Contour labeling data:
>> START

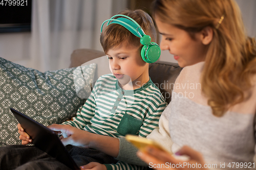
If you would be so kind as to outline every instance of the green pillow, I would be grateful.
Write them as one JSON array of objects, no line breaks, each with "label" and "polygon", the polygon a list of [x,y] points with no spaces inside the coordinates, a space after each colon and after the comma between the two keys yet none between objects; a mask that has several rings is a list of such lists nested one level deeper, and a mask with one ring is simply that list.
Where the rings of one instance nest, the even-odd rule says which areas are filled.
[{"label": "green pillow", "polygon": [[84,79],[92,82],[96,66],[77,67],[83,71],[81,78],[79,74],[73,75],[76,67],[41,72],[0,58],[0,147],[21,144],[18,122],[10,108],[45,126],[60,124],[75,116],[86,99],[77,96],[74,79],[77,82]]}]

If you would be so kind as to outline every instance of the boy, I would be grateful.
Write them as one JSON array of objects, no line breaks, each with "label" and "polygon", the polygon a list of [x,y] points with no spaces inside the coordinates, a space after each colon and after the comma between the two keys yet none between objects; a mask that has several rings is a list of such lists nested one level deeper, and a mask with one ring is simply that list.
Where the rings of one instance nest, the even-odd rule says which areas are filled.
[{"label": "boy", "polygon": [[[146,35],[150,35],[153,40],[155,39],[156,30],[147,14],[140,10],[126,10],[119,14],[132,18]],[[62,124],[83,130],[76,133],[80,136],[76,136],[76,133],[72,135],[62,133],[61,138],[65,145],[88,148],[89,145],[84,143],[93,136],[88,135],[88,132],[115,138],[127,134],[145,137],[158,127],[159,117],[166,107],[161,92],[149,77],[148,63],[141,56],[142,45],[139,38],[124,27],[111,23],[101,33],[100,42],[109,58],[113,75],[100,77],[89,98],[78,109],[77,116],[73,120]],[[49,128],[59,131],[54,126]],[[67,127],[67,125],[62,126]],[[60,127],[59,125],[58,128],[62,128]],[[21,128],[18,128],[23,144],[31,142],[25,137],[27,134],[21,131]],[[97,162],[104,163],[102,168],[108,169],[138,168],[117,162],[113,157],[98,150],[71,148],[70,153],[79,166]]]}]

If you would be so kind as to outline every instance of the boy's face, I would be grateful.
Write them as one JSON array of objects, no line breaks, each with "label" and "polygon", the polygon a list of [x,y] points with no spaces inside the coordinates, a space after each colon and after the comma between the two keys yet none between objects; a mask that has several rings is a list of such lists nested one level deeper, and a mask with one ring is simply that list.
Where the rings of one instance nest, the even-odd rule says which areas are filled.
[{"label": "boy's face", "polygon": [[121,85],[131,80],[136,89],[148,81],[148,64],[140,56],[140,48],[122,43],[118,47],[111,48],[106,54],[113,75]]}]

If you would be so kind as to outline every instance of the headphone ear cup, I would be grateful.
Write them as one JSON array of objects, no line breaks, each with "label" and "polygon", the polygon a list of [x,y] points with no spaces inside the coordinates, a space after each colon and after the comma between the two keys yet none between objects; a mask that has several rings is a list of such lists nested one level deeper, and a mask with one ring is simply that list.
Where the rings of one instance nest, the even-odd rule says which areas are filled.
[{"label": "headphone ear cup", "polygon": [[159,46],[154,42],[142,46],[140,52],[141,58],[146,63],[152,63],[158,60],[161,54]]}]

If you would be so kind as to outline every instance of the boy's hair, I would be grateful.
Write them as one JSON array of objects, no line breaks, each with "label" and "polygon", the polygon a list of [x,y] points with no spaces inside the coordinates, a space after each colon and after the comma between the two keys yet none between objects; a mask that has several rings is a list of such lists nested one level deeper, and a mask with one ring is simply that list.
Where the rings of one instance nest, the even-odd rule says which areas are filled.
[{"label": "boy's hair", "polygon": [[[151,41],[155,42],[156,29],[152,18],[147,13],[141,10],[131,11],[126,9],[121,11],[118,14],[125,15],[134,19],[141,27],[145,34],[151,37]],[[114,19],[119,17],[120,17],[117,16]],[[100,40],[106,54],[110,49],[117,47],[123,42],[132,44],[134,46],[142,46],[140,42],[140,38],[119,24],[113,23],[106,26],[100,34]]]}]

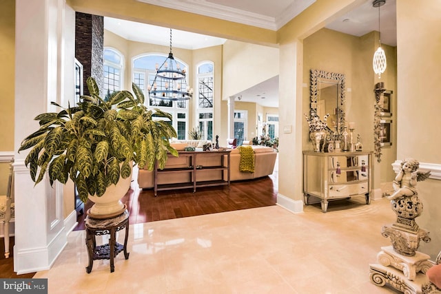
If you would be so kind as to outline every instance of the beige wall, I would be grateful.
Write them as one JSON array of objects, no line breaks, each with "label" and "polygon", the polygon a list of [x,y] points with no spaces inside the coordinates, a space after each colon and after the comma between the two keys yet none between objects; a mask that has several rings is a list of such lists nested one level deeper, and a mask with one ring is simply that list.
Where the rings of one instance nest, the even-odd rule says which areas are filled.
[{"label": "beige wall", "polygon": [[[309,110],[310,70],[322,70],[345,75],[346,92],[344,109],[347,125],[354,122],[354,135],[360,136],[365,150],[373,151],[373,114],[376,76],[372,70],[372,57],[378,46],[378,33],[371,32],[361,37],[351,36],[328,29],[321,29],[303,41],[303,112]],[[387,52],[388,67],[381,80],[385,87],[393,90],[393,101],[396,103],[396,52],[395,47],[383,45]],[[393,105],[392,112],[395,112]],[[393,118],[396,118],[393,116]],[[393,119],[393,127],[396,121]],[[308,125],[303,120],[302,145],[311,149]],[[395,177],[391,165],[396,158],[396,136],[393,129],[392,146],[383,147],[381,162],[374,158],[374,188],[379,189],[382,182],[391,182]]]},{"label": "beige wall", "polygon": [[[219,145],[225,146],[227,134],[228,111],[227,101],[223,93],[230,91],[234,94],[246,90],[252,85],[268,79],[278,74],[278,50],[277,48],[245,43],[238,41],[227,41],[227,45],[213,46],[203,49],[188,50],[180,48],[173,48],[173,53],[176,58],[189,64],[191,70],[188,80],[194,89],[196,89],[196,72],[198,65],[203,61],[212,61],[214,63],[214,137],[219,136]],[[131,66],[133,57],[147,52],[168,52],[170,48],[154,44],[146,44],[127,41],[111,32],[104,31],[104,46],[116,49],[125,56],[124,87],[130,89],[132,84]],[[225,49],[227,48],[227,49]],[[227,52],[227,53],[225,53]],[[268,56],[268,58],[262,58]],[[252,62],[249,59],[254,59],[258,62]],[[229,59],[232,59],[232,62]],[[246,61],[246,62],[245,62]],[[244,62],[245,62],[244,63]],[[276,65],[274,65],[276,64]],[[245,70],[242,70],[244,69]],[[262,70],[260,68],[271,69]],[[247,72],[248,71],[248,72]],[[254,74],[261,72],[261,74]],[[238,74],[240,77],[238,76]],[[247,76],[243,78],[243,76]],[[227,79],[227,81],[225,81]],[[228,85],[225,86],[225,85]],[[225,90],[225,87],[227,87]],[[192,129],[197,125],[196,107],[197,99],[189,101],[189,125]],[[256,122],[257,121],[256,103],[236,101],[236,109],[247,110],[248,112],[247,134],[246,140],[252,140],[256,136]],[[278,114],[277,108],[268,108],[264,111],[266,113]]]},{"label": "beige wall", "polygon": [[223,98],[278,75],[278,48],[227,40],[223,45]]},{"label": "beige wall", "polygon": [[[14,150],[15,1],[0,0],[0,152]],[[0,195],[6,193],[9,162],[0,162]]]},{"label": "beige wall", "polygon": [[[441,3],[397,1],[398,128],[397,159],[412,157],[420,162],[441,164]],[[441,244],[441,181],[418,185],[424,204],[416,221],[430,231],[431,242],[420,250],[434,258]]]}]

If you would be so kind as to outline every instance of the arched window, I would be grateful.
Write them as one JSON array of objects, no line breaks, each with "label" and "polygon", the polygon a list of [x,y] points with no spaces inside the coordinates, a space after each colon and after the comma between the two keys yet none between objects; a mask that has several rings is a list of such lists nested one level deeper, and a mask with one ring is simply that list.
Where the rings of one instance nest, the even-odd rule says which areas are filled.
[{"label": "arched window", "polygon": [[213,140],[213,105],[214,98],[214,63],[204,61],[198,65],[198,123],[203,138]]},{"label": "arched window", "polygon": [[[152,85],[154,80],[156,65],[162,64],[167,56],[161,53],[150,53],[134,57],[132,63],[133,82],[144,92],[146,106],[158,108],[172,114],[173,127],[178,134],[177,139],[185,140],[188,133],[188,101],[169,101],[151,98],[146,91],[147,86]],[[182,61],[176,57],[174,59],[181,68],[189,68]],[[189,83],[188,80],[187,83]]]},{"label": "arched window", "polygon": [[123,54],[116,50],[105,48],[103,59],[104,65],[103,89],[105,93],[105,98],[107,98],[111,93],[121,90],[124,58]]}]

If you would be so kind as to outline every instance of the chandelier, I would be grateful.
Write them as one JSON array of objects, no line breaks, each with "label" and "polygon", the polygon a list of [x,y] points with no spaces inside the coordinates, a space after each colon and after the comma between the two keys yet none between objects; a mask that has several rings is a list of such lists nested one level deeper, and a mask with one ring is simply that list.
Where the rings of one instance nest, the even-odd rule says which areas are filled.
[{"label": "chandelier", "polygon": [[386,3],[386,0],[374,0],[372,3],[373,7],[378,8],[378,48],[373,54],[372,60],[372,67],[373,72],[378,75],[378,78],[381,78],[381,74],[386,70],[386,54],[384,50],[381,48],[381,41],[380,40],[380,6],[382,6]]},{"label": "chandelier", "polygon": [[156,65],[156,75],[152,85],[147,90],[149,96],[166,101],[188,100],[193,96],[193,89],[185,81],[185,68],[173,57],[172,53],[172,29],[170,29],[170,52],[163,64]]}]

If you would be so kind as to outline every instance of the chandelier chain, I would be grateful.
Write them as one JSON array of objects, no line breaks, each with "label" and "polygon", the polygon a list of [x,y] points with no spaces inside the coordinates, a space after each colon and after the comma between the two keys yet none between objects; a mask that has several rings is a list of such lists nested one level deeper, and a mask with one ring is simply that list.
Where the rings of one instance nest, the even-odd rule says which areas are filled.
[{"label": "chandelier chain", "polygon": [[380,6],[378,6],[378,43],[381,46],[381,36],[380,36]]},{"label": "chandelier chain", "polygon": [[[380,25],[380,23],[378,23],[378,25]],[[170,53],[172,53],[172,29],[170,29]]]}]

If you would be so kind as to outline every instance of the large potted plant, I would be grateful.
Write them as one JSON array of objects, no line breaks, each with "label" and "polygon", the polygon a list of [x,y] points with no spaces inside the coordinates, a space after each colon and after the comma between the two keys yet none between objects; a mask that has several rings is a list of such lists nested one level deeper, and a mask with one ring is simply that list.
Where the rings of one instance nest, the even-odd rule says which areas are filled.
[{"label": "large potted plant", "polygon": [[[83,202],[88,198],[95,202],[91,215],[114,216],[124,210],[120,199],[130,187],[132,166],[152,170],[157,160],[163,168],[167,152],[178,156],[169,143],[176,133],[169,123],[172,116],[148,109],[135,84],[134,96],[119,91],[108,101],[100,97],[93,78],[87,85],[90,94],[81,96],[77,106],[64,109],[52,103],[61,110],[38,115],[40,127],[23,140],[19,151],[32,147],[25,164],[36,184],[46,171],[51,185],[70,178]],[[117,198],[114,202],[112,195]]]}]

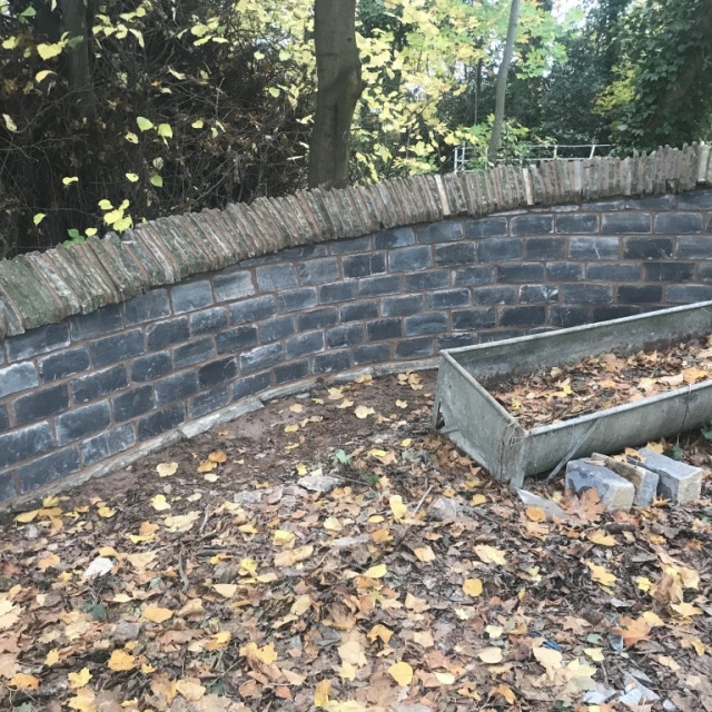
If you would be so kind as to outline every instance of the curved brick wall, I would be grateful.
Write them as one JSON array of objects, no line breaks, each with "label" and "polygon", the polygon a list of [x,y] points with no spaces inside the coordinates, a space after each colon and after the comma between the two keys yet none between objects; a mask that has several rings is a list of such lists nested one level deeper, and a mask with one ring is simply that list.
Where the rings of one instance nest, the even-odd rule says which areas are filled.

>> END

§ **EXERCISE**: Repeat the data verbatim, from the line containing "brick wall, I would be grateful." through the end of the data.

§ **TASK OUTPUT**:
If you would be so kind as to outline every instance of the curved brick wall, I would be grateful.
Write them as one JSON array of objects, no line breaks, each with "label" and "polygon", the polygon a list of [x,y] points with no spaces inside the coordinates, a space after each colon and after the comma between the two keys yet none between objects; a mask that has several rings is a list of such lists nested one level deeper, and a mask with one ring is simply that list.
Where the rings of one instance nest, the even-odd rule says which areas are filled.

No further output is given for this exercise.